━━━━━ Given passage ━━━━━

Quote from: PurpleWolf on November 14, 2017, 01:54:32 AM
I'm pre-everything & don't have access to treatment at this moment. But I'm contemplating whether to go on T or not.
This is my pros & cons list:
Pros:
- Being read as male, always
- Fat distribution (I'd love to have male legs etc.)
- Broader shoulders, more muscle mass etc.
- Genital growth
- Cessation of you-know-what (obviously!)
- Facial hair (I'd like to be able to grow a soul patch or similar. Or more than that.)
- More masculine facial features (I like my face but it does seem a bit feminine at times "of course")
(- Voice drop: I actually like my voice but sometimes I wish it would be lower.)
Cons:
- Acne (I suffered some severe acne last time I went through puberty, so....! I know it's temporary, but still... I really, really would NOT like to experience that again!)
- Getting bald (Unfortunately, my hair is my life, so... Getting bald would be pretty much devastating... and I have baldness in my family on both sides... This is a real concern.)
- Possible medical problems:
- high blood pressure, cholesterol etc. (runs in the family!)
- having (possibly) to get a hysto eventually (I HATE HATE HATE operations of all kinds), though I know it's not necessarily required (though many want it)
- having to do regular blood work and everything through the rest of my life
(This pretty much sums my medical concerns: http://fenwayhealth.org/documents/medical/transgender-resources/Informed_Consent_-_Testosterone_Therapy.pdf)
- Voice drop: Believe it or not, I like my voice unlike many guys! It's because years ago I consciously lowered it - and now I think I really sound "guyish". (I've been called sir on the phone.) Plus I sing, so I'm actually concerned about my range and voice dropping too low.

━━━━━ Data provided ━━━━━

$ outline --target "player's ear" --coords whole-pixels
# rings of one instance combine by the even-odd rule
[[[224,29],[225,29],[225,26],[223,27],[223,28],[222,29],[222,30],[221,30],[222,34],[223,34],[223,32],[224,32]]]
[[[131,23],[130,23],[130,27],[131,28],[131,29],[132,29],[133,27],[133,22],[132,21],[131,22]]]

━━━━━

The task
From the forum post weighing the pros and cons of testosterone, write out the stretch from "- Getting bald" through "in the family!)" word for word.

Your solution
- Getting bald (Unfortunately, my hair is my life, so... Getting bald would be pretty much devastating... and I have baldness in my family on both sides... This is a real concern.)
- Possible medical problems:
- high blood pressure, cholesterol etc. (runs in the family!)